5 Eylül 2008 Cuma

ilk evcil kara delik denemesi hakkında


yazmaya başlarken rastgele modunda dinlediğim cd player'ımda karşıma çıkan ilk şarkının "it's the end of the world" olmasının sadece anlamsız bir rastlantı olması dileğiyle devrim'den gelen "10 eylül günü gezegenimiz yok olacak diyelim; o güne kadar neler yaparsın?" adlı mim'e icabetimdir..

bütün zamanımı dünyanın sonunu engellemeye harcamamak için beni neyin beklediğini bilmem gerek.. ayrıca bu fikri kabullenebilmek için de birkaç sorunun cevabına da ihtiyacım var..
işte bu süreç şu şekilde tecelli eder:

dünyanın sonu nasıl gelecek?
- diye mi? yoksa vogon gemisi dünyayı yok ettiğinde çıkan seslere benzer sesler çıkararak tatsız bir şekilde mi? ilk seçenekte, görüldüğü üzere, ses-seda yok.. efendi efendi bir anda bitiveriyor her şey.. muhtemelen de öyle olacak bu sefer.. ortada yıkıcı değil, yutucu bir sebep var sonuçta.. olsa olsa minik bir karadelikten minik bir “hüüp” duyulur birkaç kişi tarafından..

peki ne hissedeceğiz??
hiçbir şey tabii ki.. söz ettiğimiz şey öldürülmek değil ki (buraya birkaç cinayet şekli yazdım, ama sildim sonra.. pek hoş durmadı.. vahşi bir şekilde öldürülmüyoruz demek istemişim meğer..), bahsettiğimiz varken yok olmak.. durum değişikliği yani..

vee… sonra ne olacak???
şu bakımdan önemli bir soru.. olaydan sonrasını düşünmeli miyim, yoksa sadece dünyanın yok olmasına mı odaklanmalıyım.. bu durumda “sonra hiçbir şey olmayacak, sadece biraz daha yer açılacak uzayda” cevabını kabullendiğimi varsayıyorum..

** Ham veriler **
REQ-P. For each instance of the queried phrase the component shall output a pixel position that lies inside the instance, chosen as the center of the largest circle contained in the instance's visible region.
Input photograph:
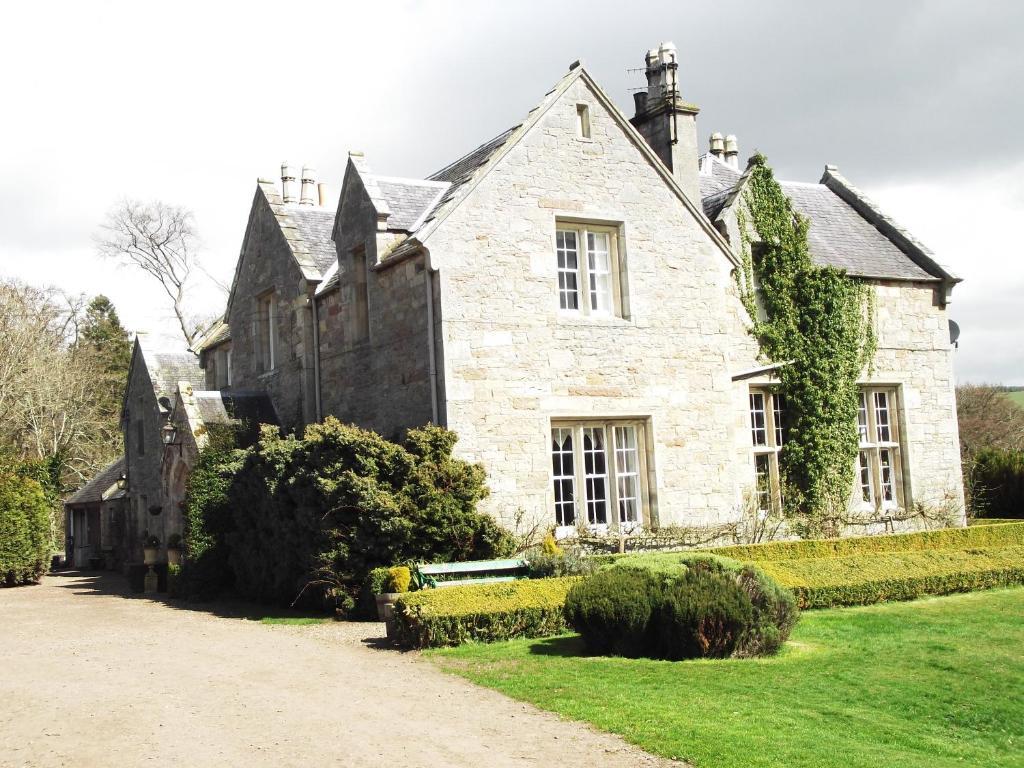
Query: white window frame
(880, 450)
(585, 271)
(266, 332)
(616, 474)
(765, 452)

** Alıştırma görevleri **
A. Dünyanın sonu üzerine yazıda, yazar yazmaya başlarken cd çalarında karşısına çıkan ilk şarkı hangisidir?
B. Dünyanın sonu üzerine yazıyı kaldığı yerden sürdürün.

** Alıştırma yanıtları **
A. "it's the end of the world"

B.
eh şimdi bir nebze de olsa olabilecekleri sindirdim..

son 5 gün!!!!
aman Tanrııımmmmmmmmmmmmmmmmmmm!!!!!!!!!!!!
tamam.. tamam.. kabullenmiş gibi yapmaya devam ediyorum..

aslında çok fantastik cevaplar verebilmek isterdim bu soruya.. ne gibi mesela; işte o aklıma gelmiyor zaten :)

benim yapacağım şey çok basit, ama değişken de.. mutlu ederdim kendimi.. ne gerekiyorsa o şekilde hem de.. hayatımın son yıllarındaki tek yapmaya çalıştığım/yaptığım da o değil mi zaten.. mutlu olmak!

ilk aklıma gelen yüzmek.. doğanın içinde olmak, ama sevdiklerimle.. arkadaşlarım da aileleriyle olmak isteyebilir.. elimdeki kısa listeden yanımda olmak isteyen kim varsa onlarla giderdik..
bak değişti bile.. büyük balıklarla yüzmek.. ya da daha iyisi, zararsız balina cinsleri neredeyse hemen oraya gitmek.. uçak ve extresiyle karşılaşılmayacak kredi kartları gibi nimetlerden faydalanmak.. oohhhh… hayvanat-haşaratla daha bir içli dışlı olmak lazım ama.. yetmedi beraber yüzmek.. şuraya gitmek isterdim mesela, okuduğum olumsuzlukların hükmü olmazdı o zaman, zaten birkaç gün kalmış şunun şurasında..
sonra da yemek lazım.. ne istersem onu..
aşk lazım aşk.. sadece sex değil ama.. aşık olduğum insan kişisiyle sevişmek..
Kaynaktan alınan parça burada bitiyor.